Items listed in a dataset:
++++++++++

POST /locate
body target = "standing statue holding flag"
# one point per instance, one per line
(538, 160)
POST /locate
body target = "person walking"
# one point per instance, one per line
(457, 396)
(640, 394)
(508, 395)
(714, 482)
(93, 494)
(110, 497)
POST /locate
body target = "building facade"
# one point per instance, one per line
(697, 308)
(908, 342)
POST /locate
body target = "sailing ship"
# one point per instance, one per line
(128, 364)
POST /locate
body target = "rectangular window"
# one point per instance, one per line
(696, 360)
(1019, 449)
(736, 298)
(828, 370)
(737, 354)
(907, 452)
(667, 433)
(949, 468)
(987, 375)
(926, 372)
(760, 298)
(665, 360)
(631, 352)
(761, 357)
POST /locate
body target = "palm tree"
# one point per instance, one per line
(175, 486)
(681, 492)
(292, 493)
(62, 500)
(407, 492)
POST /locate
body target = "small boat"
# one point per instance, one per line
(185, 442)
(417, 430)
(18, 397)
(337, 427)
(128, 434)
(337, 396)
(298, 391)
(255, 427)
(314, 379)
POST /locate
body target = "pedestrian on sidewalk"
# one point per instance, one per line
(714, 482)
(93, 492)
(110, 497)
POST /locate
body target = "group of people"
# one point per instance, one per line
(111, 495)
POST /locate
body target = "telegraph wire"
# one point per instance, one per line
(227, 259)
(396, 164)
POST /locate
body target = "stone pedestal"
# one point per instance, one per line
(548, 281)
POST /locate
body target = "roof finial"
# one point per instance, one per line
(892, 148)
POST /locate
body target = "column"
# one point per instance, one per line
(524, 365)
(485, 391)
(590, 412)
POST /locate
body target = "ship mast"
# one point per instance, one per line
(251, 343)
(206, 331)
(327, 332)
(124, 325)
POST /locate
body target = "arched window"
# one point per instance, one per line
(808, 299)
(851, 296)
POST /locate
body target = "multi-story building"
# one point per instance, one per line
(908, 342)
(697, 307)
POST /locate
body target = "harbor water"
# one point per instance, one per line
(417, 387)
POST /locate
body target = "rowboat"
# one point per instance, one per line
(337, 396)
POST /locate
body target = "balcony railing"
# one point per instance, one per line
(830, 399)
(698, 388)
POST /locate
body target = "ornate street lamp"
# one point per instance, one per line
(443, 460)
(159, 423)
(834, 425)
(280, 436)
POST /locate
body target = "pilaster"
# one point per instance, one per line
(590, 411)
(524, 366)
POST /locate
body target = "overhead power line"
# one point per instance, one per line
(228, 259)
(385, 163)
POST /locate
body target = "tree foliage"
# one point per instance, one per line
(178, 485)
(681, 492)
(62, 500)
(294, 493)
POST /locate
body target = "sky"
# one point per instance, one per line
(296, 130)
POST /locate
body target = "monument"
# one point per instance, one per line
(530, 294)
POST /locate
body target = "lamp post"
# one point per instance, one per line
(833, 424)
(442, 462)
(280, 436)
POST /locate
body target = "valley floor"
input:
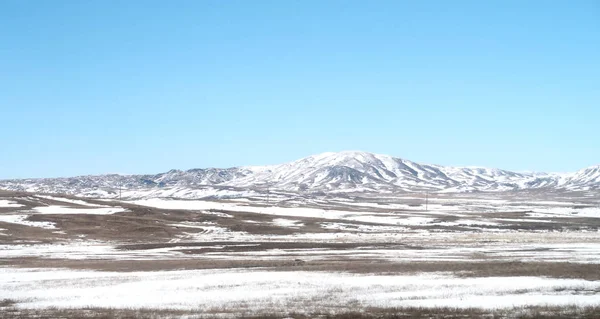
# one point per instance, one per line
(462, 255)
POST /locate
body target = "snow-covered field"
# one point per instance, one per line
(289, 255)
(297, 291)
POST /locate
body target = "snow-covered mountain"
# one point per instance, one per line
(327, 173)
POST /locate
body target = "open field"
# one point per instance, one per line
(525, 254)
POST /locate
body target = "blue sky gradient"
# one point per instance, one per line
(92, 87)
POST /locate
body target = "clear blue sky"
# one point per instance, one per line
(90, 87)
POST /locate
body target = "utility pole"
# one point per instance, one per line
(268, 194)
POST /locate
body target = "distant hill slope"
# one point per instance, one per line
(327, 172)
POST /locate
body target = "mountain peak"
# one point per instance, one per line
(355, 171)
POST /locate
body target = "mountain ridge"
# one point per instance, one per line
(330, 172)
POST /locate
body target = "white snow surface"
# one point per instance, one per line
(8, 203)
(273, 290)
(22, 220)
(68, 210)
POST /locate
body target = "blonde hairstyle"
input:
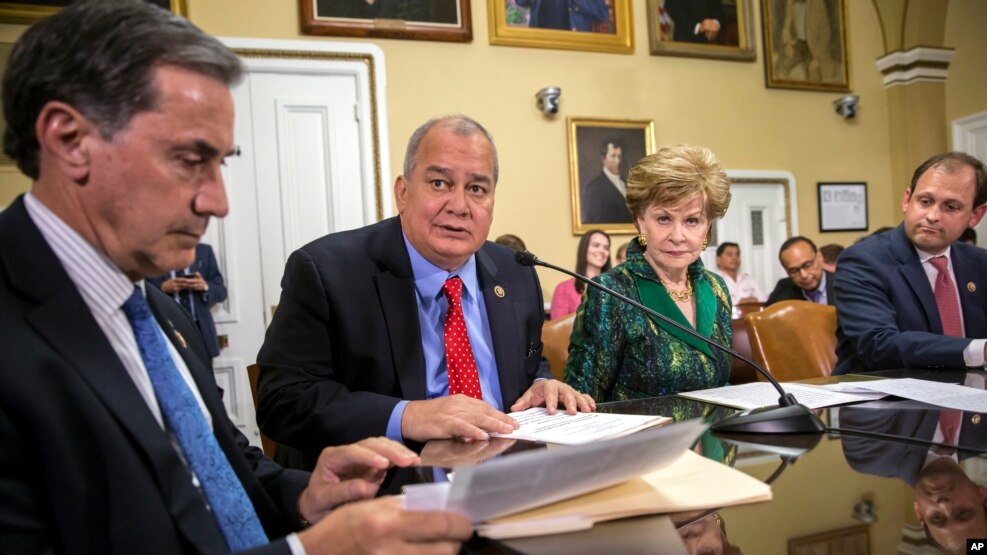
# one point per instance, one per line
(675, 174)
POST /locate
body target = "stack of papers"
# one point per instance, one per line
(755, 395)
(647, 472)
(575, 429)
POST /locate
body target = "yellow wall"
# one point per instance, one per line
(966, 88)
(723, 105)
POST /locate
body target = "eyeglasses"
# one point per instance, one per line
(792, 272)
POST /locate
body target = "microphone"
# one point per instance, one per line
(789, 417)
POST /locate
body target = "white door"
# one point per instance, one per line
(970, 136)
(762, 215)
(311, 159)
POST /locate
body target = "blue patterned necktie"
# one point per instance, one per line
(227, 498)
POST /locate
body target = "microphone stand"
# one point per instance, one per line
(789, 417)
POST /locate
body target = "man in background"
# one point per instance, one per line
(743, 288)
(604, 199)
(197, 288)
(115, 438)
(806, 281)
(415, 327)
(915, 297)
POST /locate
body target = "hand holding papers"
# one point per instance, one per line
(575, 429)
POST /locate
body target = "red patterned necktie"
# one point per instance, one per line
(945, 292)
(460, 364)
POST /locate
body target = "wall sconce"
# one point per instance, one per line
(846, 106)
(864, 512)
(548, 100)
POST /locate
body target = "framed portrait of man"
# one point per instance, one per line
(720, 29)
(27, 12)
(598, 25)
(805, 45)
(600, 153)
(441, 20)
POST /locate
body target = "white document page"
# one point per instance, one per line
(535, 478)
(575, 429)
(762, 394)
(947, 395)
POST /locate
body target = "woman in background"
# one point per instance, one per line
(616, 351)
(592, 259)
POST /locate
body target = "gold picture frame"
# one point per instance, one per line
(853, 539)
(510, 25)
(439, 20)
(817, 61)
(734, 40)
(596, 197)
(26, 12)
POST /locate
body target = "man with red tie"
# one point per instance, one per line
(416, 327)
(913, 297)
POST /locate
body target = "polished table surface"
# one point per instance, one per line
(818, 483)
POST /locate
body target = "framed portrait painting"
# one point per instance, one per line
(28, 11)
(597, 25)
(442, 20)
(721, 29)
(843, 206)
(805, 45)
(600, 153)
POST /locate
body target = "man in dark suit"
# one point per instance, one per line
(115, 438)
(806, 281)
(358, 344)
(889, 312)
(604, 199)
(950, 506)
(197, 288)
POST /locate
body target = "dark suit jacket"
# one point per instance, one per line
(601, 203)
(886, 311)
(84, 466)
(786, 290)
(900, 460)
(202, 301)
(345, 345)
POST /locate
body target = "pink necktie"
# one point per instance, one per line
(460, 364)
(945, 292)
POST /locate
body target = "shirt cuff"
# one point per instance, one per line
(394, 423)
(973, 355)
(295, 544)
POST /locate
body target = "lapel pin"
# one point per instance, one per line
(180, 339)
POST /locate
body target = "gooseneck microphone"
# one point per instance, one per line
(789, 417)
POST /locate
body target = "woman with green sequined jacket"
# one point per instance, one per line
(618, 352)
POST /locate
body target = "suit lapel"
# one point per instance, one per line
(972, 300)
(62, 319)
(911, 269)
(503, 327)
(396, 296)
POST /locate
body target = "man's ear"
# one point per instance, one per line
(64, 137)
(400, 193)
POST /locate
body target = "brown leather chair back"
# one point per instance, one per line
(267, 444)
(555, 343)
(794, 340)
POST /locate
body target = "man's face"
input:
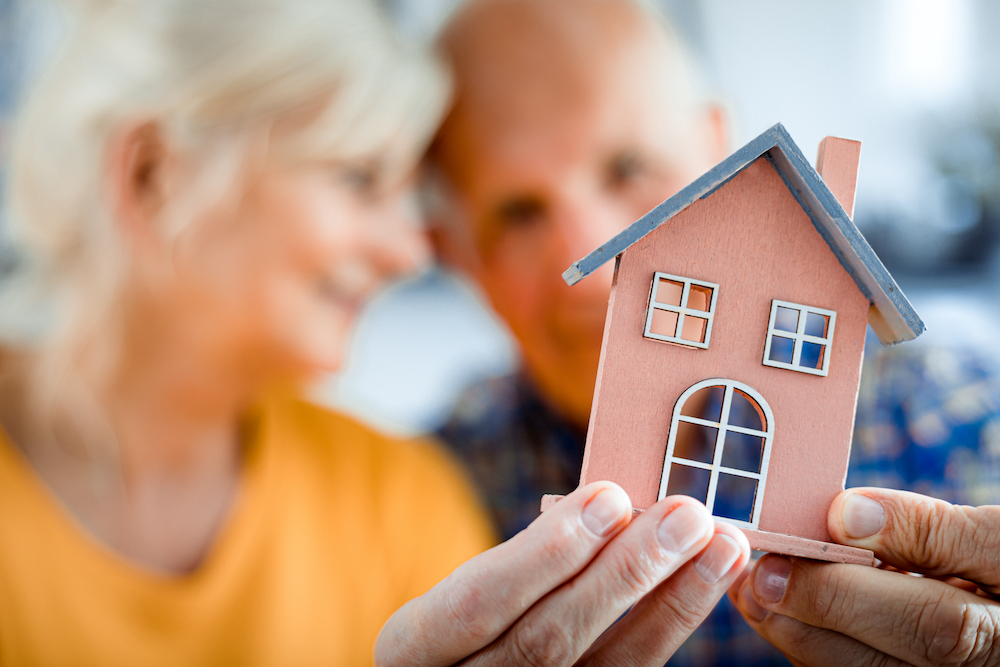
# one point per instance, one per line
(546, 175)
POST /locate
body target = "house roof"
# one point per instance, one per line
(891, 316)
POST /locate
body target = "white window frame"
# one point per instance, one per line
(799, 336)
(716, 467)
(682, 310)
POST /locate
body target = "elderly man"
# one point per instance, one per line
(573, 118)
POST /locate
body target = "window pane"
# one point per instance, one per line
(705, 404)
(812, 355)
(695, 442)
(688, 481)
(664, 323)
(816, 324)
(786, 319)
(734, 497)
(781, 349)
(694, 329)
(744, 412)
(742, 451)
(699, 298)
(668, 292)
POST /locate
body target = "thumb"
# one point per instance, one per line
(921, 534)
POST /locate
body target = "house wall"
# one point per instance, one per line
(753, 239)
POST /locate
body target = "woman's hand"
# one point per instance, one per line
(826, 614)
(545, 596)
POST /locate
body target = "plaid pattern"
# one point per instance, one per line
(928, 420)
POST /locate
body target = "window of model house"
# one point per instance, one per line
(718, 450)
(681, 310)
(799, 338)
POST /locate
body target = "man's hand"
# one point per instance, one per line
(826, 614)
(545, 596)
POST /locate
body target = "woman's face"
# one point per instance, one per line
(275, 279)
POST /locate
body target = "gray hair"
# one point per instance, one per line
(211, 74)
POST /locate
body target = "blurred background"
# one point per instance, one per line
(915, 80)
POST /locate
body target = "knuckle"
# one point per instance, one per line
(683, 611)
(562, 547)
(467, 609)
(832, 593)
(958, 634)
(542, 643)
(937, 534)
(635, 572)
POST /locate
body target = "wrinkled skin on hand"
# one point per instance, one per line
(832, 614)
(547, 595)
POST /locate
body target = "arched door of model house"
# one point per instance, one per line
(718, 449)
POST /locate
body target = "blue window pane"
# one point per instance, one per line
(688, 481)
(695, 442)
(705, 404)
(742, 451)
(816, 324)
(782, 349)
(734, 497)
(744, 412)
(812, 355)
(786, 319)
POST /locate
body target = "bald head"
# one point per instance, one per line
(572, 119)
(518, 60)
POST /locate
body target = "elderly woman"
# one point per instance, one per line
(203, 194)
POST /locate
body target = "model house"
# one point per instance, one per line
(733, 343)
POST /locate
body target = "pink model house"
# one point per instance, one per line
(733, 342)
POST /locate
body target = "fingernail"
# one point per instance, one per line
(717, 559)
(680, 529)
(605, 511)
(771, 578)
(861, 516)
(750, 605)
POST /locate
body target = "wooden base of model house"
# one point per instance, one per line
(787, 545)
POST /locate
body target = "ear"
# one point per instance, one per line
(137, 178)
(448, 231)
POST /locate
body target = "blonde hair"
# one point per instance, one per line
(211, 74)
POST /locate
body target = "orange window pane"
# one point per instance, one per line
(664, 323)
(816, 325)
(669, 293)
(694, 329)
(699, 298)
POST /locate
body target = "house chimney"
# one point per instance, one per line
(837, 164)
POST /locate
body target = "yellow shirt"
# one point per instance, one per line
(334, 529)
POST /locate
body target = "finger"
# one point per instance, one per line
(921, 534)
(919, 620)
(804, 644)
(658, 624)
(734, 588)
(558, 629)
(477, 602)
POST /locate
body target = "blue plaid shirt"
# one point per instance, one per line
(928, 420)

++++++++++

Given problem: Pull out every line from the entries above that contains the word "portrait", matching case exactly.

Reply to the exercise:
body target = "framed portrait of man"
body target = "framed portrait painting"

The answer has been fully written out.